*SOURCE EXTRACT*
UNITED STATES

SECURITIES AND EXCHANGE COMMISSION

Washington, D.C. 20549

 

 

 

FORM 8-K

 

CURRENT REPORT

 

Pursuant to Section 13 or 15(d) of the Securities Exchange Act of 1934

 

Date of Report (Date of earliest event reported): May 31, 2017

 

DOCUMENT SECURITY SYSTEMS, INC.

(Exact name of registrant as specified in its charter)

 

New York   001-32146   16-1229730

(State or other jurisdiction

of incorporation)

 

(Commission

File Number)

 

(IRS Employer

Identification No.)

 

200 Canal View Boulevard

Suite 300

Rochester, NY

  14623
(Address of principal executive offices)   (Zip Code)

 

Registrant’s telephone number, including area code: (585) 325-3610

 

Not Applicable

(Former name or former address, if changed since last report.)

*STATED GOAL A*
Reproduce the Form 8-K cover page between "DOCUMENT SECURITY SYSTEMS, INC." and "of incorporation)", inclusive.
The Form 8-K cover page has no connection to the listing that comes next.

*SOURCE DATA*
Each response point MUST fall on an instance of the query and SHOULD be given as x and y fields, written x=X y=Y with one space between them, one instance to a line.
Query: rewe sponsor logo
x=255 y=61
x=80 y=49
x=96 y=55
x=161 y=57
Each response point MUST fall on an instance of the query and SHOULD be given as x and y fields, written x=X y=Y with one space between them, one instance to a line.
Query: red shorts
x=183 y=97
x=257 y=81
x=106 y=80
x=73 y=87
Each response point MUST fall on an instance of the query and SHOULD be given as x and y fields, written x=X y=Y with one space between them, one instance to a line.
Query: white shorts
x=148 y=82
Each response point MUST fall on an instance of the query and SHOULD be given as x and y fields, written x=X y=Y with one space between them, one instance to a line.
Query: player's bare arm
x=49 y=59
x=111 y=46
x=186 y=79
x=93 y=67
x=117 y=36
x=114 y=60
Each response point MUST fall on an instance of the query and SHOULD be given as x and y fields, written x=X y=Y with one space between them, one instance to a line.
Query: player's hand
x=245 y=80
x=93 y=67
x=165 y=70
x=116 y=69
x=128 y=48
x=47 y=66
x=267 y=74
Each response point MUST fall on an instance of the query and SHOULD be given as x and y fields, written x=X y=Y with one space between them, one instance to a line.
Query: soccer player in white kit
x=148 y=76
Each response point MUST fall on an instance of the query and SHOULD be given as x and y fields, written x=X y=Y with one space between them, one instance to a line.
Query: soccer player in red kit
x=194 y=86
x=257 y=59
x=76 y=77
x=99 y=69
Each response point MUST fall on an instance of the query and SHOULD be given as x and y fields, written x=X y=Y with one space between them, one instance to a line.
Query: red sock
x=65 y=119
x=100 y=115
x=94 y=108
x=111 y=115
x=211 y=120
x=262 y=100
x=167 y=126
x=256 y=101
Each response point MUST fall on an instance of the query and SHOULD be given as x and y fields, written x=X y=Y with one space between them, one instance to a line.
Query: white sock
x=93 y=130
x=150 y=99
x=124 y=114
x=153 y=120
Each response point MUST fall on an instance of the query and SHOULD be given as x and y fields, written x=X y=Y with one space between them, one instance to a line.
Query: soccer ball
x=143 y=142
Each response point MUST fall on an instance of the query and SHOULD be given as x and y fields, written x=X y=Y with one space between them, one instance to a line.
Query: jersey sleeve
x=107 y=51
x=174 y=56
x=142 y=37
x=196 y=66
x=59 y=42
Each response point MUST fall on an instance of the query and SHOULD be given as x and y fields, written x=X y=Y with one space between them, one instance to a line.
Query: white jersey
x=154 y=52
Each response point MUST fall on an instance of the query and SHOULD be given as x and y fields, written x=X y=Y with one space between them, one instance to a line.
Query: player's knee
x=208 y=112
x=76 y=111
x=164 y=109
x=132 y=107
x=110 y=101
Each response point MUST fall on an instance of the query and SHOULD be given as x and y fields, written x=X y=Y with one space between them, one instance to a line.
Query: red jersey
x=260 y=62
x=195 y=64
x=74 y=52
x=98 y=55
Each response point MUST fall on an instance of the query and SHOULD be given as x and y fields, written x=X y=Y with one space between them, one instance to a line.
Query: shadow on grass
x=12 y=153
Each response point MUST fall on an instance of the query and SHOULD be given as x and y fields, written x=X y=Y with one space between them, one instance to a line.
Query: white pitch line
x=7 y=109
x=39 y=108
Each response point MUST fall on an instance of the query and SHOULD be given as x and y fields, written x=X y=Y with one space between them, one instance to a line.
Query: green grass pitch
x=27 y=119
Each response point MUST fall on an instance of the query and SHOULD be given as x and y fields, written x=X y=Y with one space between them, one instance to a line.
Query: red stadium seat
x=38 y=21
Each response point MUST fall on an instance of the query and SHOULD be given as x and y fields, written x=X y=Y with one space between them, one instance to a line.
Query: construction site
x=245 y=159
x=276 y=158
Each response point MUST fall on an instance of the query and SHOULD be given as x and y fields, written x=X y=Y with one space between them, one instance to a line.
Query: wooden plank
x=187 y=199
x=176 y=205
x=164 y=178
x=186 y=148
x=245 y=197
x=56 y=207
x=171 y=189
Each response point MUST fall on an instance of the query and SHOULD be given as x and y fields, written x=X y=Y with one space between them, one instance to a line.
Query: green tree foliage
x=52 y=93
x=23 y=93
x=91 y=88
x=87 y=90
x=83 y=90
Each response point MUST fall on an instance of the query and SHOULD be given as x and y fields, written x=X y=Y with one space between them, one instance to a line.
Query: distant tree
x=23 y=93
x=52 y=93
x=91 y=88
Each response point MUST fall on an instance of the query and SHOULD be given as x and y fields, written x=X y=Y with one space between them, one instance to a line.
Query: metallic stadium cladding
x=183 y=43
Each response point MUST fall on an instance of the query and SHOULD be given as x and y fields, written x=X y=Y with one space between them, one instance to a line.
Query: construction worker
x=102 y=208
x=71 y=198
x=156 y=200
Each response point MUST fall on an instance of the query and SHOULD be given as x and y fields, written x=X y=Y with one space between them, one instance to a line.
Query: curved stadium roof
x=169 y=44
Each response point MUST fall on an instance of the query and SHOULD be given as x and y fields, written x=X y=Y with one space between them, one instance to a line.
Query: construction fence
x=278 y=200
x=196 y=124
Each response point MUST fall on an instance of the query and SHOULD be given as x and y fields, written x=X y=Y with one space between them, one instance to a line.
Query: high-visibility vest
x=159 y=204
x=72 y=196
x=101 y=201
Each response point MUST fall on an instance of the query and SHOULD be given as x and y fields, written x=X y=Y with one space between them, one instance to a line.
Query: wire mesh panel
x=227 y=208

*STATED GOAL B*
State how many lines of the listing contain the string "grass". Give only the number.

*PROBLEM SOLUTION A*
DOCUMENT SECURITY SYSTEMS, INC.

(Exact name of registrant as specified in its charter)

 

New York   001-32146   16-1229730

(State or other jurisdiction

of incorporation)

*PROBLEM SOLUTION B*
2